OBJETIVO DA TAREFA:
Responda a estas perguntas com base no relato sobre o autismo do Thomás:
1. Com que idade o Thomás foi diagnosticado com autismo?
2. Depois de quantos anos longe a mãe voltou ao kung fu?
3. Como vegetariana, que alimento de origem animal ela ainda consome?

TRECHO DO TEXTO:
Bem, voltando um pouquinho. Meu filho Thomás, de 8 anos, foi diagnosticado com autismo aos três. Ele é uma criança autista nível 2 de suporte, o que significa que ele precisa de ajuda para muitas atividades de sua vidinha. Ele não tem uma linguagem funcional, só fala algumas palavras e usa um aplicativo de comunicação alternativa para se expressar. Nunca teve um diálogo comigo, eu nunca soube, por ele, como foi o dia na escola. Quando ele está com dor, fica difícil saber exatamente a intensidade e onde ela ocorre. Mas não precisa ter pena de mim, sou bem feliz ao lado dele. Obrigada, existência.

O mundo onde estão as pessoas com deficiência

Também não precisa achar que sou guerreira, a fortona, abençoada por Deus ou a escolhida nesta encarnação para evoluir com ele. Sou mais uma mãe tentando dar conta de tudo, nem especial nem de vento, como o pastel da feira. Claro que o diagnóstico do Toto me colocou em outro mundo que eu não conhecia, um mundo onde estão as pessoas com deficiência, aquela com as quais muitos de vocês provavelmente não convive. A partir do laudo passei a fazer mudanças na minha vida para que ficássemos bem. 

Primeiro, decidi (fiz isso pois podia) que não trabalharia mais em horário fixo em uma redação, já que estava perdendo todo acompanhamento das terapias dele. E achava que aquele ser, daquele tamanho, precisava da ajuda dos pais e apoio. Acredito ter sido a minha primeira decisão de bem-estar. 

“Defumar o ambiente, acender vela e todo ritual que é o puro suco do Brasil: esta é minha meditação” 

Passei a trabalhar menos, a ganhar menos, mas conseguia estar ao lado na rotina puxada de horas e horas de terapia por dia, como é indicado no começo. Ficar mais em casa, onde me encontro até hoje, me permitiu ter uma rotina de rituais que me fazem muito bem. A reza e salmos da manhã. Defumar o ambiente, acender vela e todo aquele ritual que é o puro suco do Brasil. Esta é minha meditação. 

Saúde boa, fé e pique para correr atrás do meu filho

Como o filhote toma café da manhã e almoça na escola, consigo fazer com calma estas primeiras refeições. Cozinhar para mim, colocar a mesa mesmo que de maneira desajeitada na cozinha ou comer em pé olhando a rua, é de um prazer que nem sei descrever. Me tornei vegetariana (de origem animal, só queijo) o que me trouxe outra disposição e vontade de comer receitas novas e estudar os benefícios dos alimentos. Voltei para o kung fu depois de oito anos longe. 

Ter a saúde boa, fé e pique para correr atrás do meu filho (ele sai correndo do nada muitas vezes) também me ajudam a enfrentar o capacitismo. E não é exagero dizer que é diário. Difícil haver um dia em que não tenhamos alguma situação na escola, na fila do mercado, para sentar no preferencial do metrô. Fora os olhares. Sempre tenho que explicar algo para alguém ou subir no palanque para dizer que aquilo é um direito, que está na lei, que capacitismo é crime.

Registros do conjunto de dados

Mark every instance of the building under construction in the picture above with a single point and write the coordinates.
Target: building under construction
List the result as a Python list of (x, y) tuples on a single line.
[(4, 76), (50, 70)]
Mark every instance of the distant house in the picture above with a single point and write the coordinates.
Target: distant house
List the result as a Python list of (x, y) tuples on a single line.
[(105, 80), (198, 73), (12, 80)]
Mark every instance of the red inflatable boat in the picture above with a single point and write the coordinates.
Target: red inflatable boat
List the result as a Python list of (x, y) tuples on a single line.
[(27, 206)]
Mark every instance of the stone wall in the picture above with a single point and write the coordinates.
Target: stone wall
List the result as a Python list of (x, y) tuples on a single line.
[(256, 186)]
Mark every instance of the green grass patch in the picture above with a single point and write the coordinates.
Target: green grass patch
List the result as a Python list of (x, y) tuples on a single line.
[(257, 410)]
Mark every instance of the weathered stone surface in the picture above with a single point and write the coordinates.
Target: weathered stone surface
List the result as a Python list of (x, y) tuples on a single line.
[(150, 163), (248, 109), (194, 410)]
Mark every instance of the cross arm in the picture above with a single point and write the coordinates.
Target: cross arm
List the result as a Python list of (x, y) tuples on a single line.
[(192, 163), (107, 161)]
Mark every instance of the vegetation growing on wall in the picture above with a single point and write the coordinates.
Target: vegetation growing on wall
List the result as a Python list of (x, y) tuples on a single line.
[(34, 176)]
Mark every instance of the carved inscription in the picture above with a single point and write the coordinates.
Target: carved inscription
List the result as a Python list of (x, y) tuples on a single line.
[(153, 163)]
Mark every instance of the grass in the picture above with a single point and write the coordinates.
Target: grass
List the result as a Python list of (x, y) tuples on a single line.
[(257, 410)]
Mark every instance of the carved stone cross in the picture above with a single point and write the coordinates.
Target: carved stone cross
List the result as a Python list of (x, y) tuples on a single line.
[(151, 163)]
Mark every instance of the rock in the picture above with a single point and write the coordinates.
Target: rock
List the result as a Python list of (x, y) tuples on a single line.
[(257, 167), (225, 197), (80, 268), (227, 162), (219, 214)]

SOLUÇÃO:
1. Aos três anos.
2. Oito anos.
3. Queijo.